Below are some entries. Copy each line in them that holds "syntax".

Stored data entries ▸
--

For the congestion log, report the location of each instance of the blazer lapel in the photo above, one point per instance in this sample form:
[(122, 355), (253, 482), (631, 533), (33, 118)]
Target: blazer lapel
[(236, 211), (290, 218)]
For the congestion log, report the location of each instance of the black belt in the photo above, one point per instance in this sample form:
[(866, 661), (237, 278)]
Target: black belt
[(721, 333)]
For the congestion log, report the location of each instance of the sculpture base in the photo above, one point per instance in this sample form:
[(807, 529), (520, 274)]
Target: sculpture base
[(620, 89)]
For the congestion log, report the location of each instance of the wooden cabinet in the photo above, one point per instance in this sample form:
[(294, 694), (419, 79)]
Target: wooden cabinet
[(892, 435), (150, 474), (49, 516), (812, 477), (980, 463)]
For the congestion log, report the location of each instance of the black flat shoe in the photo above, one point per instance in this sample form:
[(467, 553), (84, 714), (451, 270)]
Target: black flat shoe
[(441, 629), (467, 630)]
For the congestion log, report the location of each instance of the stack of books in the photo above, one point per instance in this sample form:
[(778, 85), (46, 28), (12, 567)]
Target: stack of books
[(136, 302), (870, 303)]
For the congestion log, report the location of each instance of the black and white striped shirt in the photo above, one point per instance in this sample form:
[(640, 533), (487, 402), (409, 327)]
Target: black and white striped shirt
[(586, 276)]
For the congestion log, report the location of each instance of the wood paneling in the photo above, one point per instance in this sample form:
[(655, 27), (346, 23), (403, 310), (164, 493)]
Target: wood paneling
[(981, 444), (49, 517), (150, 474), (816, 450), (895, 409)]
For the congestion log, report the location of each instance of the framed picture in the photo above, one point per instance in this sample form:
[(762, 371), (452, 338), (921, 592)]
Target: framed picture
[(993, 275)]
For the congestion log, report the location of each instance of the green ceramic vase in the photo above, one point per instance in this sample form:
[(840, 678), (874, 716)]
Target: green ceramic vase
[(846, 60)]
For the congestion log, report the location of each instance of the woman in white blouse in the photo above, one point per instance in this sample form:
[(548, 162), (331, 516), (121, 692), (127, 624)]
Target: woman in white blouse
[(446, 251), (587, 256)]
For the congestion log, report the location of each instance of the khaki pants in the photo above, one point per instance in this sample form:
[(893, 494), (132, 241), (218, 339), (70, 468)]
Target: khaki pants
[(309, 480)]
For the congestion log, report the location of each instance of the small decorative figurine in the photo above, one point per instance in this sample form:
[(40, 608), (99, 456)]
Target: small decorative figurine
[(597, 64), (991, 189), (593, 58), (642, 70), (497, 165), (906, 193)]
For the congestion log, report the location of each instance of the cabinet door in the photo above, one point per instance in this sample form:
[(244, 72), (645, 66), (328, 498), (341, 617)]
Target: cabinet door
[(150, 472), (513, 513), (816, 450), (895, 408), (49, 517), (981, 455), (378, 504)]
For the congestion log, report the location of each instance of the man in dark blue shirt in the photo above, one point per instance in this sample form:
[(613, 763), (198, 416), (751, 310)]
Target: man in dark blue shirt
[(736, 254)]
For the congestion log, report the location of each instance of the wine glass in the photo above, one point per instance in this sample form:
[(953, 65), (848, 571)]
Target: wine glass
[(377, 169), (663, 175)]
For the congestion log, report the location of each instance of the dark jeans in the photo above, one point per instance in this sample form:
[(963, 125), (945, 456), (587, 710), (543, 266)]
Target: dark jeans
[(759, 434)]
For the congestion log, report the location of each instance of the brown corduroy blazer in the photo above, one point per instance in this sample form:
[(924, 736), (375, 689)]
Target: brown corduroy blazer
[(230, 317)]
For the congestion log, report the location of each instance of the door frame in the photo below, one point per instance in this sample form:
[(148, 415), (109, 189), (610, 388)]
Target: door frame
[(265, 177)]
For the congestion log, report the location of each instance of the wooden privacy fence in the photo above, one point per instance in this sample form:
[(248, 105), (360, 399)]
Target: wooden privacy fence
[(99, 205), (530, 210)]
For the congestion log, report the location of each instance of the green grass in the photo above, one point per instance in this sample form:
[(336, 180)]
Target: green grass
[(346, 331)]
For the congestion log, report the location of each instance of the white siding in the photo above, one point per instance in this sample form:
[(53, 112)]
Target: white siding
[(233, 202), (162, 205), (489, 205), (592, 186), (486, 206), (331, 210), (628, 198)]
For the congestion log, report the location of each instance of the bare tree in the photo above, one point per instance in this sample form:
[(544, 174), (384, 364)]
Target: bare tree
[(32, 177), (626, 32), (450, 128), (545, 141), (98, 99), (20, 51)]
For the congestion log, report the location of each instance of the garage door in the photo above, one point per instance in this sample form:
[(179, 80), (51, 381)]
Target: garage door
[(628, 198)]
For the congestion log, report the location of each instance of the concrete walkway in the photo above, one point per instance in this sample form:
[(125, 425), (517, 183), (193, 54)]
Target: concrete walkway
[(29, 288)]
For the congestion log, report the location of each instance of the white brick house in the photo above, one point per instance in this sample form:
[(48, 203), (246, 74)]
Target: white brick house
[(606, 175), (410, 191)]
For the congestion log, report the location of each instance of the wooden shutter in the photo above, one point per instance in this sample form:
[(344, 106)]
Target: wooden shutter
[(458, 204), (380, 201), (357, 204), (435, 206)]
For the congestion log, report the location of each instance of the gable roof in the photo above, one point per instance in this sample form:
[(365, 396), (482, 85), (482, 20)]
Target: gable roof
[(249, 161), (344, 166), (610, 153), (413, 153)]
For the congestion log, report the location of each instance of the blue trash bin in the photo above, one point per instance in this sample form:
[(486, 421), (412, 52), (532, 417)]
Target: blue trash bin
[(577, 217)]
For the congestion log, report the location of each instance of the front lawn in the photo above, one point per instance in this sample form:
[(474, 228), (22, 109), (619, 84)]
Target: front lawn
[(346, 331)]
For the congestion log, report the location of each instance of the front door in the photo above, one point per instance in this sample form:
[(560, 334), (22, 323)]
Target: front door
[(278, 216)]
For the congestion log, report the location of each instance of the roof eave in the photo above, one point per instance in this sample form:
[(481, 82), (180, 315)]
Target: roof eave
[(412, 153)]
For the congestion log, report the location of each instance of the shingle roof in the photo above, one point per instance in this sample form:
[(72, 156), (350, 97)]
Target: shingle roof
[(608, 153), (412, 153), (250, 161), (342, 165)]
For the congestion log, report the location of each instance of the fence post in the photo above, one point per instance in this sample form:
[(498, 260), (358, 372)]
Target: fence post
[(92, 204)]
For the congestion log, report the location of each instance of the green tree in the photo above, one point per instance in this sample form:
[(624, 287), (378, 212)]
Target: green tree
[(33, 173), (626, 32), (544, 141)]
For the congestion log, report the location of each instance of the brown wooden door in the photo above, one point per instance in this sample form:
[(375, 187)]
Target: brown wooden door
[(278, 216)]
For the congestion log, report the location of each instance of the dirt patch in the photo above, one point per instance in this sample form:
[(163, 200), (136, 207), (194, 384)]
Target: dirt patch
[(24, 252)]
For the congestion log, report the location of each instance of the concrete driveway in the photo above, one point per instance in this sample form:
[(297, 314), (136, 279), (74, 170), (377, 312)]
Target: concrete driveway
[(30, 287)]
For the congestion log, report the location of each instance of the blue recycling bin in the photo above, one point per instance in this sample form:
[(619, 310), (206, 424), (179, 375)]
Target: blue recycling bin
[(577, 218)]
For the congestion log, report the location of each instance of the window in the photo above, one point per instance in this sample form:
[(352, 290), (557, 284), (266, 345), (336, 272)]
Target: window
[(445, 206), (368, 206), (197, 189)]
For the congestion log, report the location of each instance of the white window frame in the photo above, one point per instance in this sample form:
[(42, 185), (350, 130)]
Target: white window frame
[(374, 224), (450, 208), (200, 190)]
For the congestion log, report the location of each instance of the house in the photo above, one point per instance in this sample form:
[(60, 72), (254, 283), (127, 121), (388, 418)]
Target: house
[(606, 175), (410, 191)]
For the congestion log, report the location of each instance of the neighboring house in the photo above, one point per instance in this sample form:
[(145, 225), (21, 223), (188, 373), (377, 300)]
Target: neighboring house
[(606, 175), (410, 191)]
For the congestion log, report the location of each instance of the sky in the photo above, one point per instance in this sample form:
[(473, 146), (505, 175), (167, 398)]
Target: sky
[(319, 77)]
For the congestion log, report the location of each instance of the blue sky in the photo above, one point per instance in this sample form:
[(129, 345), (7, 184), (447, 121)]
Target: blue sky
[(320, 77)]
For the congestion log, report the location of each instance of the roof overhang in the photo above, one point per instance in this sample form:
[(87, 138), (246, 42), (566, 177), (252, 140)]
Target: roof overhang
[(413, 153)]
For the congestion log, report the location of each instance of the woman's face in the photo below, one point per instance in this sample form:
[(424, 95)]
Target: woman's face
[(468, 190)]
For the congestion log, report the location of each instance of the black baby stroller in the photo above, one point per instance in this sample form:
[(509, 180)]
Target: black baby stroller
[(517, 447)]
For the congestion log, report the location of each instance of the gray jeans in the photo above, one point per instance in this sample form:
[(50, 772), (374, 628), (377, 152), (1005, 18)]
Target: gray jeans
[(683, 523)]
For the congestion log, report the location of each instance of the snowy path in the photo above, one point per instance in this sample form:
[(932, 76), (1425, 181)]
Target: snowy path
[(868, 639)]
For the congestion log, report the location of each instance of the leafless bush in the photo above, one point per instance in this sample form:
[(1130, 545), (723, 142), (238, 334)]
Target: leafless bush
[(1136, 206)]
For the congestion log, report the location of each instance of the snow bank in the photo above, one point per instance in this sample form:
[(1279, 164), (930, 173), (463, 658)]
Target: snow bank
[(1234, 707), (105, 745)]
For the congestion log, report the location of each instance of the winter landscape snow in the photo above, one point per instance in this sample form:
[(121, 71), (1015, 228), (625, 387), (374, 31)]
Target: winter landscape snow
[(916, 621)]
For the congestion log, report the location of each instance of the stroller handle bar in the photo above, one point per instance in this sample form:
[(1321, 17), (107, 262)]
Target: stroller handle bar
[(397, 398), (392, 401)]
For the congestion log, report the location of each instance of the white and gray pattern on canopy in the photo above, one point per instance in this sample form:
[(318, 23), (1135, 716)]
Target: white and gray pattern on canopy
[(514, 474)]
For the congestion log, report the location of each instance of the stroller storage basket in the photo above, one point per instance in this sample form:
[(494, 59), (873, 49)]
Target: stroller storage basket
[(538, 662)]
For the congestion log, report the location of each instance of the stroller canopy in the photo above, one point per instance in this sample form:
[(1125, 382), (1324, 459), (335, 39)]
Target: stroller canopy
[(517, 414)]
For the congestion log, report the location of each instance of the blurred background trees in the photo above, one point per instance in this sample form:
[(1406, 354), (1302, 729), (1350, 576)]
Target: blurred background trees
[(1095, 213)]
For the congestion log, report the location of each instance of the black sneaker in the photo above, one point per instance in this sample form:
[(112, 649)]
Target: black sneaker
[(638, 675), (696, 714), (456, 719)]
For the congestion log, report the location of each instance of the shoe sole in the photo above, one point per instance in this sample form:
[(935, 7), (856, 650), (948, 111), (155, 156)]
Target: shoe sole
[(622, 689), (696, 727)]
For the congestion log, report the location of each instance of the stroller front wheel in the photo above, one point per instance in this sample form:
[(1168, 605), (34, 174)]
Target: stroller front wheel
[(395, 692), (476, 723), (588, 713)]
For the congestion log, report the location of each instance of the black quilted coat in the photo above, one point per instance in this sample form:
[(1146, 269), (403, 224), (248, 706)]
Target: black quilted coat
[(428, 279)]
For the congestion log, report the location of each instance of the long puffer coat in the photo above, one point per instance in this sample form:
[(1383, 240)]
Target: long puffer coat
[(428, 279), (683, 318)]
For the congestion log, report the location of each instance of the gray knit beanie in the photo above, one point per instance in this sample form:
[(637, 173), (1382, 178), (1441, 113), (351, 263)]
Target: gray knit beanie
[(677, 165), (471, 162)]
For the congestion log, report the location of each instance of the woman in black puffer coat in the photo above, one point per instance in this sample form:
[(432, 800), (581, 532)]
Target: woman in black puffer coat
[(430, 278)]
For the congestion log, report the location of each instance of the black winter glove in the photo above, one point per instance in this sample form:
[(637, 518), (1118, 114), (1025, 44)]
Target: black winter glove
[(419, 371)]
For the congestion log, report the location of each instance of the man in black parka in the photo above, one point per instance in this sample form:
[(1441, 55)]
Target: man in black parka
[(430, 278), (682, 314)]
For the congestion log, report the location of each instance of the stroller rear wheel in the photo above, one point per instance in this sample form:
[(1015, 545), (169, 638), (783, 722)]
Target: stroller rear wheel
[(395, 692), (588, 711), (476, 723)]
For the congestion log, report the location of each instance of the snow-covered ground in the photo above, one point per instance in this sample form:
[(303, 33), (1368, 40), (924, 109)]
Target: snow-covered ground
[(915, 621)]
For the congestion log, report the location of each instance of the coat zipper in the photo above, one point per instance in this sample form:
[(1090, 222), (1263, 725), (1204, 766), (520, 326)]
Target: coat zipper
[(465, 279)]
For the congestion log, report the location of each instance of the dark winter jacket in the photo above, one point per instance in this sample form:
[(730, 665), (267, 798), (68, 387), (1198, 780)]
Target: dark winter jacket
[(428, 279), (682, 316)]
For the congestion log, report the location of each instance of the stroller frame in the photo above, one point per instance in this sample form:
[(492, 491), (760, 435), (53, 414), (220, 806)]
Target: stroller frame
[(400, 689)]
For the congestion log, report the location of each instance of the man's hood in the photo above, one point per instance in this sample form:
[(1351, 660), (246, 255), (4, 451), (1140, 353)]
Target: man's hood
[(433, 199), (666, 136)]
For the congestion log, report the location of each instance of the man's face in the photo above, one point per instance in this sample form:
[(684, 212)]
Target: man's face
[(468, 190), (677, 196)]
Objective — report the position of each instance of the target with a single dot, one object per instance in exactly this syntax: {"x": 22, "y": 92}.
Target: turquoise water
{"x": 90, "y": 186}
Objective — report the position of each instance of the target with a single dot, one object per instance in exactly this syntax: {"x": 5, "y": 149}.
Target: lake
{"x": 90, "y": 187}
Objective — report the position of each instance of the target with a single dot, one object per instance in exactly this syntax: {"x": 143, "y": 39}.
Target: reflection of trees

--

ANSWER ▸
Objective — report the position of each instance of the target with a single dot, one object per instance in exactly this syntax: {"x": 22, "y": 92}.
Objective — report the position of each instance of the target with a single dot, one object per instance in exactly this syntax: {"x": 5, "y": 149}.
Objective — report the position of each instance of the target with a single dot, one object per instance in exactly this syntax: {"x": 143, "y": 39}.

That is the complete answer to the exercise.